* **TASK BRIEF**: Repeat the data exactly, every last line of it.

* **PROVIDED DATA**:
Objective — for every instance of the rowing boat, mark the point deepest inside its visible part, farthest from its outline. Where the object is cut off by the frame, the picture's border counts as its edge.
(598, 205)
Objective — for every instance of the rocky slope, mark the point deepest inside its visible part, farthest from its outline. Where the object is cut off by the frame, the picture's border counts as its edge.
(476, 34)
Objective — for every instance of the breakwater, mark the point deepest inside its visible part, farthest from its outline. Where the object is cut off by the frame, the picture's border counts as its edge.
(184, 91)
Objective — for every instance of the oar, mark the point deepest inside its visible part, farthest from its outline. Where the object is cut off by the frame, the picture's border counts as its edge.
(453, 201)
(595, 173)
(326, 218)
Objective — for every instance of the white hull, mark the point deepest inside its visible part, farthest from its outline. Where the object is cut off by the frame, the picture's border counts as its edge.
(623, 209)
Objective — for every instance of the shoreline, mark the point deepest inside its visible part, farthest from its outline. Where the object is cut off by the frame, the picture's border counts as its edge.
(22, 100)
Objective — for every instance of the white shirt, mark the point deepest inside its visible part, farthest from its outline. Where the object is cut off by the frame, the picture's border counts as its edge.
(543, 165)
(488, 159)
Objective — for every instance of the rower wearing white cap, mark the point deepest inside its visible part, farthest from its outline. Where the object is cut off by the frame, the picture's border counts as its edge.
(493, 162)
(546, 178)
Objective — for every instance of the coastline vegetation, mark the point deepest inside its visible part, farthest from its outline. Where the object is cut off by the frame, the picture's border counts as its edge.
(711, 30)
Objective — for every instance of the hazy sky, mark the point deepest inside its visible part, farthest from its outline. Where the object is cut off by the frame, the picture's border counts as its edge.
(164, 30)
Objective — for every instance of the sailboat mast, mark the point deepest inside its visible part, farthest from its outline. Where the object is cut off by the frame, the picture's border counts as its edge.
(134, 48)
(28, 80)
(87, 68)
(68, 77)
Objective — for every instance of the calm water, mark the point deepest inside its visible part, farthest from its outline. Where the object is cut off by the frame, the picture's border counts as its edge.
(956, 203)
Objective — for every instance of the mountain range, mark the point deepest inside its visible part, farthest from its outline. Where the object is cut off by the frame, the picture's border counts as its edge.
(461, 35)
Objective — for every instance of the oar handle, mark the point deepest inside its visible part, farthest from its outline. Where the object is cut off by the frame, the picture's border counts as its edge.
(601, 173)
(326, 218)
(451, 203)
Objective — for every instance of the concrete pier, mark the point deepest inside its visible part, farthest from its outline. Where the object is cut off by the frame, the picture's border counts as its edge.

* **RESULT OF THE EXERCISE**:
Objective — for every instance of the rowing boat, mark the point deepest inside its visible part, farthest from its outline. Where the object is cut off by the frame, the picture's border counts as its edge.
(598, 205)
Objective — for every instance of the rocky slope, mark the point deepest inside its visible part, farthest from its outline. Where the object is cut off by the frame, the picture's border counts as its edge.
(476, 34)
Objective — for every instance of the breakwater, mark the point deepest inside its visible part, farthest from its outline. Where the object is cut off by the frame, the picture's border counts as its edge.
(184, 91)
Objective — for every instance of the oar, mark the point deepest inside its visible part, farthest from its outline. Where the object is cut off by the frame, the picture's border counts as its edge.
(453, 201)
(595, 173)
(326, 218)
Objective — for every instance of the white hull, mark the point deepest inside its visible part, farthest from its outline. Where the object is cut off by the frame, the picture's border counts as its edge.
(623, 209)
Objective — for every instance of the shoreline, mark the point deepest inside its visible part, farthest from its outline. Where the object is cut off by the frame, the picture's border counts as its edge.
(22, 100)
Objective — for every instance of the white shirt, mark the point deepest inside its visible part, farthest from its outline. Where the object is cut off by the frame, the picture's border counts as its edge.
(543, 165)
(488, 159)
Objective — for every instance of the rower wearing white cap, mark the point deepest inside its visible part, farthest from its outline. Where the object is cut off by the frame, the picture's border counts as its edge.
(493, 162)
(546, 178)
Objective — for every instance of the coastline vegetation, mark the point deepest inside its visible part, farthest from its outline. Where the object is cut off by the frame, the picture's border counts as its edge.
(711, 30)
Objective — for every instance of the hazy sky, mark the point deepest inside its visible part, farthest from its outline. Where the object is cut off by the frame, the picture's border counts as its edge.
(164, 30)
Objective — for every instance of the sailboat mast, mark the point deepest inside its visible part, farthest from its outline. Where the object is cut off by the frame, the picture's border counts as its edge.
(134, 48)
(28, 80)
(87, 68)
(68, 77)
Objective — for every instance of the calm water, mark the point deepest inside its visible part, farthest from its outline. Where the object is cut off by the frame, the picture's border counts as its edge.
(956, 203)
Objective — for every instance of the mountain range, mark the point deepest inside its visible part, farthest from its outline. Where the object is cut off by the frame, the picture's border counts as its edge.
(461, 35)
Objective — for every instance of the oar handle, mark the point deepest inside its visible part, farthest from its outline. Where the object is cut off by the frame, the picture's border counts as its edge.
(601, 173)
(326, 218)
(451, 203)
Objective — for every instance of the concrete pier, mark the point deepest inside its visible part, farthest from its outline. Where the object is cut off by the frame, the picture's border counts as its edge.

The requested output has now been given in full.